Saved entries:
[Start of section]

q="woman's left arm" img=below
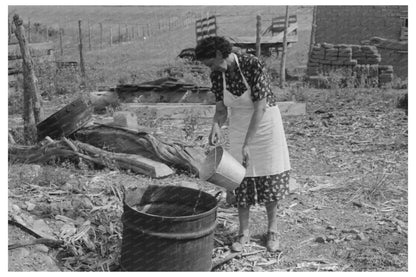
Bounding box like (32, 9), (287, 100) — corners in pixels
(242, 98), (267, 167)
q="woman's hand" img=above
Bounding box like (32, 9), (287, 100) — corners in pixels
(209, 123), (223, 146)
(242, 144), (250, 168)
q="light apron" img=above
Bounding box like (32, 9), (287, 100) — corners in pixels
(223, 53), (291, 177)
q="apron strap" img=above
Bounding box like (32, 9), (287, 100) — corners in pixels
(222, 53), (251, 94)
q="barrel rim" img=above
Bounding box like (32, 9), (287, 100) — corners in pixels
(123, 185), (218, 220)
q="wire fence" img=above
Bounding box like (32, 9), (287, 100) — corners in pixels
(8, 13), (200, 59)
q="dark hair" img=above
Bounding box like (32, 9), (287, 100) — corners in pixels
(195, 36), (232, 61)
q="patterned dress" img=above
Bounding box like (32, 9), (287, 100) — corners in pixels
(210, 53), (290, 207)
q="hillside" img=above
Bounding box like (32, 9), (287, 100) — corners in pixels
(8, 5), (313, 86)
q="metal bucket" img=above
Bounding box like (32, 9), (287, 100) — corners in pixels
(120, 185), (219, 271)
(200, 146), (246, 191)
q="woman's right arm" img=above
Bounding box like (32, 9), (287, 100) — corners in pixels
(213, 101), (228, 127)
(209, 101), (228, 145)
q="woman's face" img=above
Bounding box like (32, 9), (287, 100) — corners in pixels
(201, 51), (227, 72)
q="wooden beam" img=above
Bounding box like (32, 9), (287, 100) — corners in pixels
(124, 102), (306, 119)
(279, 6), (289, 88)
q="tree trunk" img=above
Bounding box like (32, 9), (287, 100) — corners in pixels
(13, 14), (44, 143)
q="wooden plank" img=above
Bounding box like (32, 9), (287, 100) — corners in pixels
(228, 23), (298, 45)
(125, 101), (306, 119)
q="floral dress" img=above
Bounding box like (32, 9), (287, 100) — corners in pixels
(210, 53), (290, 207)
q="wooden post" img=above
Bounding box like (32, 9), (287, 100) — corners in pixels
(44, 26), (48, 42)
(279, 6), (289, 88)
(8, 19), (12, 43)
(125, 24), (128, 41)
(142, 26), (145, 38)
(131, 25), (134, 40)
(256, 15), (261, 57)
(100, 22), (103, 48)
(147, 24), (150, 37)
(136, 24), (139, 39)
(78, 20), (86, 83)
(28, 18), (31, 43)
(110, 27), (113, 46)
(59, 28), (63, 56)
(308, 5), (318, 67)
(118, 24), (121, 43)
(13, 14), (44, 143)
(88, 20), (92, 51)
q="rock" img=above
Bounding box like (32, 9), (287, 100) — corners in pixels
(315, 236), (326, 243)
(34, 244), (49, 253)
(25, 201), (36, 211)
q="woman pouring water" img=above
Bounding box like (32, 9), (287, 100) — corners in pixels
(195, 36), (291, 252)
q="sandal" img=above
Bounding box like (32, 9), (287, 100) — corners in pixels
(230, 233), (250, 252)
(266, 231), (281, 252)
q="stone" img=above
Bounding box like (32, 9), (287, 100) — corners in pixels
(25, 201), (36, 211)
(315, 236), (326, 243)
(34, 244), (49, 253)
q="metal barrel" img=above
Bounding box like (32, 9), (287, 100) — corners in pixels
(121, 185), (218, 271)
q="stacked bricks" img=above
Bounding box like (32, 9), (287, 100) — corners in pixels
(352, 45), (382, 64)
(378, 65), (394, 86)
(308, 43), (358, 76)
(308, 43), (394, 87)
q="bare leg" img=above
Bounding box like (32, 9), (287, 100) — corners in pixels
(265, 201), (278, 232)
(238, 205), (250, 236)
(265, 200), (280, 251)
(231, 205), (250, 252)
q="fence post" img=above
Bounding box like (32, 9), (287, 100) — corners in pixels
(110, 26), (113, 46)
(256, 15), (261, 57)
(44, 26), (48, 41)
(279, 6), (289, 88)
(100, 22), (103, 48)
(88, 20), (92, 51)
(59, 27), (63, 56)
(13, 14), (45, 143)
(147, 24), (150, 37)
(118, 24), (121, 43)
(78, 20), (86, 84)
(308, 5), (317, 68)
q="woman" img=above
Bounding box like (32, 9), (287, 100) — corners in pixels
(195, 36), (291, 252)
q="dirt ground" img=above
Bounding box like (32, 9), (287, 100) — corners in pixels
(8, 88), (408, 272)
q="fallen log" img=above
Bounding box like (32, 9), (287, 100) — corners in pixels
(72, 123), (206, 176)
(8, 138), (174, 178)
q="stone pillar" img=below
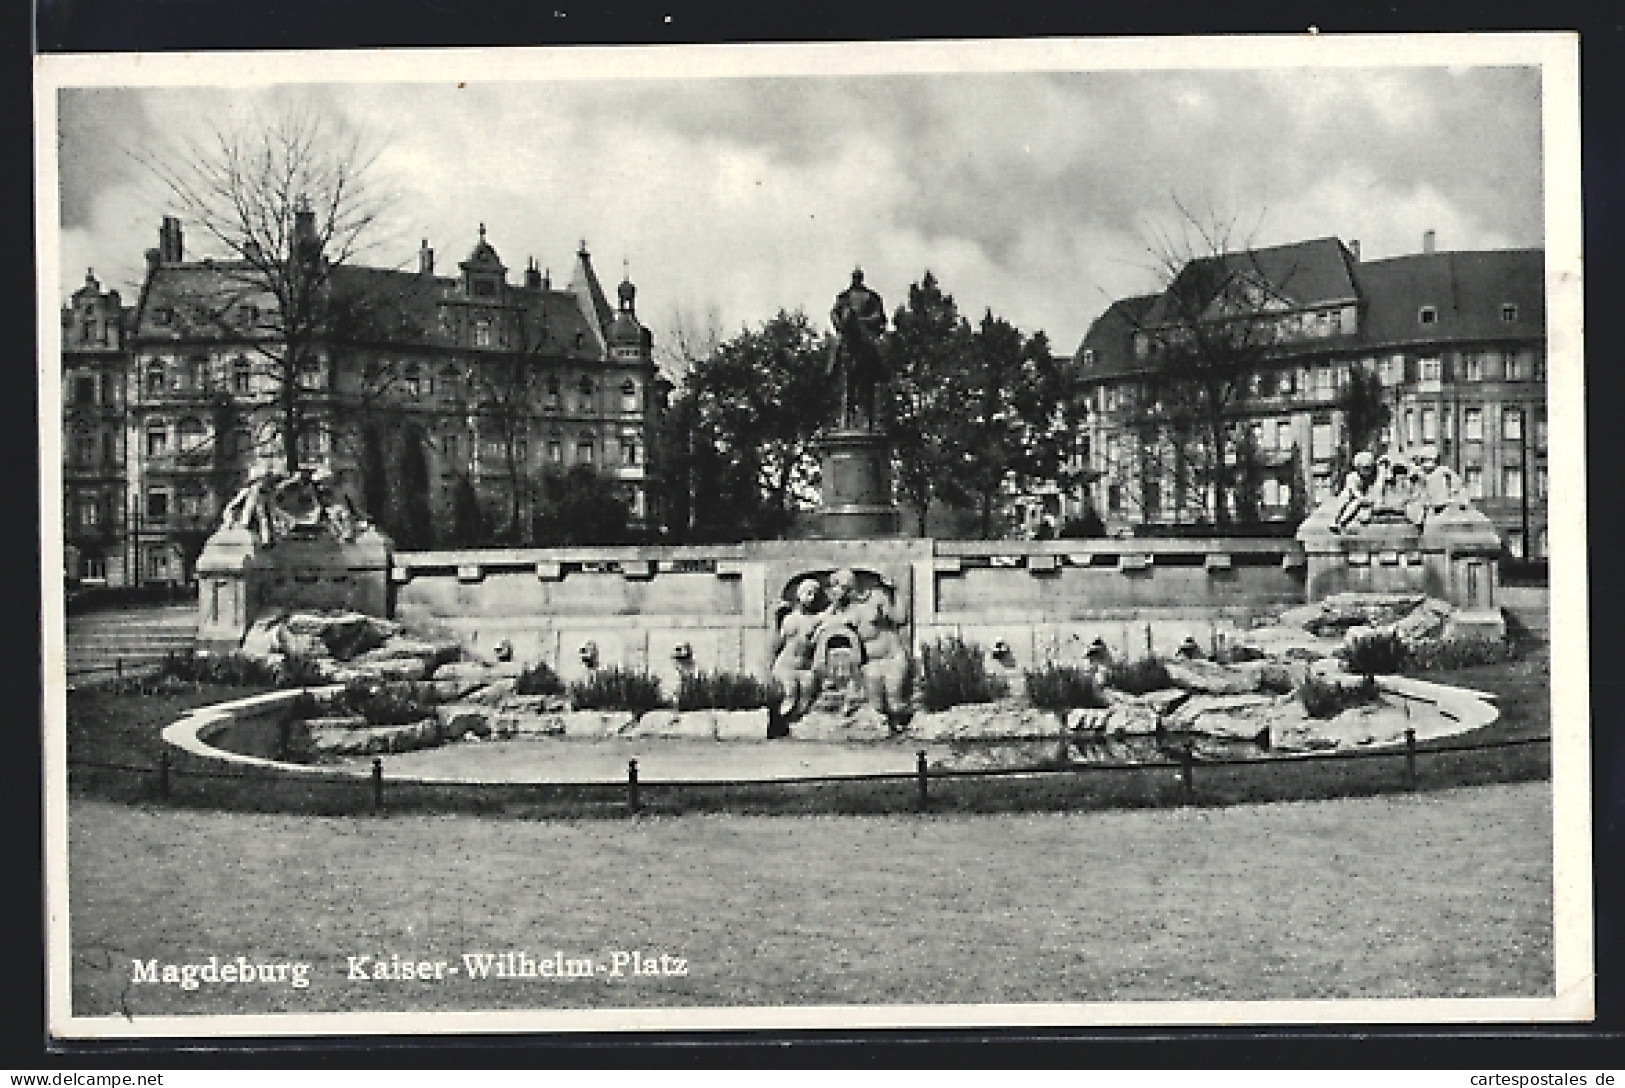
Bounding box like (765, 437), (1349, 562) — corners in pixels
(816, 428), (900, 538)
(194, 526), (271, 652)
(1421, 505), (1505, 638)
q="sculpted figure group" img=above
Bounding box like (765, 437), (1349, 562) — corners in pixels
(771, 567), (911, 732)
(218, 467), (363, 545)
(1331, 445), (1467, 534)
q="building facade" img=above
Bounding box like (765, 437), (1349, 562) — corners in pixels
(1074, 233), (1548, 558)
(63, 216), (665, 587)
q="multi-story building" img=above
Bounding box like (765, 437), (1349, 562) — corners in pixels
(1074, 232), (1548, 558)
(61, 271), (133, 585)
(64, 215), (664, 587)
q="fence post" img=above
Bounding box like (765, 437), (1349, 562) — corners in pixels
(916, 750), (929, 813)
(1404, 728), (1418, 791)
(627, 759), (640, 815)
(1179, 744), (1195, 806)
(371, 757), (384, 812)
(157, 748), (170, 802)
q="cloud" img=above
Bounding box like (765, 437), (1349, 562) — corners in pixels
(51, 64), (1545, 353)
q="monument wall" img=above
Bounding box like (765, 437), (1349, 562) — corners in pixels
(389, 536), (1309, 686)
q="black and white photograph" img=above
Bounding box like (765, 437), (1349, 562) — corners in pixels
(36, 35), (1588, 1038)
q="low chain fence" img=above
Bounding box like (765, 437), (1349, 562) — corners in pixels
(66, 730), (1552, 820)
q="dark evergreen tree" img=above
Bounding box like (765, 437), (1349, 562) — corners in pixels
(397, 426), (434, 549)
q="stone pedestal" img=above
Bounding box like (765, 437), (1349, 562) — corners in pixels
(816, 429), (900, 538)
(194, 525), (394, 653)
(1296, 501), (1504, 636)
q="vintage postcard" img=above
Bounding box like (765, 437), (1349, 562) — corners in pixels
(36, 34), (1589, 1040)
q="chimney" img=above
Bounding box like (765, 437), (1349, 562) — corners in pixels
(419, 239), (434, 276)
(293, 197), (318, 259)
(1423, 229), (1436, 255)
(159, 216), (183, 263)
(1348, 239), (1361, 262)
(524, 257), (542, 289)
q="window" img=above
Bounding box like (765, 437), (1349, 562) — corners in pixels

[End of section]

To do =>
Could you copy every record above exactly, leaving out the pictures?

Answer space =>
q="woman's left arm" img=below
Bounding box like (32, 9), (287, 100) — corners in pixels
(242, 98), (267, 167)
q="woman's hand" img=above
Bounding box like (32, 9), (287, 100) — corners in pixels
(209, 123), (223, 146)
(242, 144), (250, 168)
q="light apron" img=above
Bounding box like (32, 9), (287, 100) — corners in pixels
(223, 53), (291, 177)
q="apron strap" img=above
Bounding box like (32, 9), (287, 100) — corners in pixels
(222, 53), (251, 94)
q="barrel rim" img=above
Bounding box like (32, 9), (287, 100) — corners in pixels
(123, 185), (218, 220)
q="wire fence" img=above
Bounding box like (32, 9), (287, 100) — corners in pixels
(8, 13), (200, 59)
q="dark hair" img=above
Bounding box like (32, 9), (287, 100) — corners in pixels
(195, 36), (232, 61)
q="patterned dress" img=above
Bounding box like (32, 9), (287, 100) — corners in pixels
(210, 53), (290, 207)
q="hillside" img=above
Bounding box like (32, 9), (287, 100) — corners in pixels
(8, 5), (313, 86)
q="metal bucket" img=above
Bounding box like (32, 9), (287, 100) — corners in pixels
(120, 185), (219, 271)
(200, 146), (246, 191)
q="woman's right arm" img=above
Bounding box like (32, 9), (287, 100) — corners in pixels
(213, 101), (228, 127)
(209, 101), (228, 145)
q="woman's face" img=above
Bounding box like (32, 9), (287, 100) — corners in pixels
(201, 51), (227, 72)
q="wooden beam" img=above
Bounding box like (32, 9), (287, 100) — corners in pixels
(124, 102), (306, 119)
(279, 6), (289, 88)
q="tree trunk" img=above
Bounding box like (32, 9), (287, 100) — corners in pixels
(13, 14), (44, 143)
q="wooden plank" img=above
Bounding box like (32, 9), (287, 100) — corners in pixels
(228, 23), (298, 45)
(125, 101), (306, 119)
q="floral dress" img=above
Bounding box like (32, 9), (287, 100) — corners in pixels
(210, 53), (290, 207)
q="wooden post" img=above
Bounding box like (32, 9), (287, 100) — corners in pixels
(44, 26), (48, 42)
(279, 6), (289, 88)
(8, 19), (12, 43)
(125, 24), (128, 41)
(142, 26), (145, 38)
(131, 25), (134, 40)
(256, 15), (261, 57)
(100, 22), (103, 48)
(147, 24), (150, 37)
(136, 24), (139, 39)
(78, 20), (86, 83)
(28, 18), (31, 43)
(110, 27), (113, 46)
(59, 28), (63, 56)
(308, 5), (318, 67)
(118, 24), (121, 43)
(13, 14), (44, 143)
(88, 20), (92, 51)
q="rock" img=above
Bounding box like (32, 9), (287, 100) — corners in pixels
(315, 236), (326, 243)
(34, 244), (49, 253)
(25, 201), (36, 211)
q="woman pouring water" img=above
Bounding box like (32, 9), (287, 100) — corners in pixels
(195, 36), (291, 252)
q="sandal" img=above
Bounding box like (32, 9), (287, 100) — corners in pixels
(230, 233), (250, 252)
(266, 231), (281, 252)
q="stone" img=above
Bounding box like (32, 9), (287, 100) — corners in pixels
(25, 201), (36, 211)
(315, 236), (326, 243)
(34, 244), (49, 253)
q="metal barrel" img=above
Bounding box like (32, 9), (287, 100) — corners in pixels
(121, 185), (218, 271)
q="stacked bricks" img=above
Bounding box like (32, 9), (287, 100) — corners in pixels
(352, 45), (382, 64)
(378, 65), (394, 86)
(308, 43), (358, 76)
(308, 43), (394, 87)
q="bare leg" img=above
Bounding box like (32, 9), (287, 100) — corners in pixels
(265, 201), (278, 232)
(238, 205), (250, 236)
(265, 200), (280, 251)
(231, 205), (250, 252)
q="fence post" img=above
Bounding box like (32, 9), (287, 100) — corners in pixels
(110, 26), (113, 46)
(256, 15), (261, 57)
(44, 26), (48, 41)
(279, 6), (289, 88)
(100, 22), (103, 48)
(88, 20), (92, 51)
(59, 27), (63, 56)
(13, 14), (45, 143)
(147, 24), (150, 37)
(118, 24), (121, 43)
(78, 20), (86, 84)
(308, 5), (317, 68)
q="woman" img=above
Bounding box like (32, 9), (287, 100) — corners in pixels
(195, 36), (291, 252)
q="dirt ground" img=above
Bounding box like (32, 9), (287, 100) — corners in pixels
(8, 88), (408, 272)
q="fallen log" img=above
Bounding box like (32, 9), (287, 100) — corners in pixels
(72, 123), (206, 176)
(8, 138), (174, 178)
q="stone pillar" img=below
Bounding box like (765, 437), (1349, 562) — corners in pixels
(816, 428), (900, 538)
(194, 526), (271, 652)
(1421, 505), (1505, 638)
q="sculpted figure group" img=above
Bounding box like (765, 437), (1349, 562) — corners in pixels
(771, 567), (911, 732)
(218, 467), (363, 545)
(1331, 445), (1467, 534)
q="building facade" img=above
Bounding box like (765, 437), (1349, 562) — corners in pixels
(1074, 233), (1548, 558)
(63, 216), (665, 587)
q="multi-story building" img=above
Bounding box like (765, 437), (1349, 562) — corners in pixels
(1074, 232), (1548, 558)
(61, 271), (133, 585)
(64, 215), (664, 587)
q="fence post" img=above
Bounding box like (765, 437), (1349, 562) — corners in pixels
(916, 750), (929, 813)
(1404, 728), (1418, 791)
(627, 759), (640, 815)
(1179, 744), (1195, 806)
(371, 757), (384, 812)
(157, 748), (170, 802)
q="cloud" img=above
Bounding box like (765, 437), (1349, 562) — corners in pixels
(51, 64), (1545, 353)
q="monument wall" img=above
Bounding box like (765, 437), (1349, 562) — corners in pixels
(389, 536), (1309, 686)
q="black and white photograph" img=above
Bounding box like (765, 437), (1349, 562) — corners in pixels
(36, 35), (1588, 1038)
q="low chain fence" img=above
Bounding box like (765, 437), (1349, 562) — corners in pixels
(66, 730), (1552, 820)
q="dark evergreen tree" img=above
Bounding box like (765, 437), (1349, 562) — corners in pixels
(397, 426), (434, 549)
q="stone pedestal" img=above
Bounding box like (765, 437), (1349, 562) — corners in pixels
(816, 429), (900, 538)
(194, 525), (394, 653)
(1296, 501), (1504, 636)
q="vintage postcard" img=above
Bounding box like (765, 437), (1349, 562) — corners in pixels
(36, 34), (1589, 1040)
q="chimney" img=above
Bounding box like (765, 437), (1349, 562) — corners in pixels
(419, 239), (434, 276)
(293, 197), (318, 259)
(1423, 229), (1436, 255)
(159, 216), (183, 263)
(1348, 239), (1361, 262)
(524, 257), (542, 289)
q="window" img=above
Bounding box like (765, 437), (1349, 562) — corners in pixels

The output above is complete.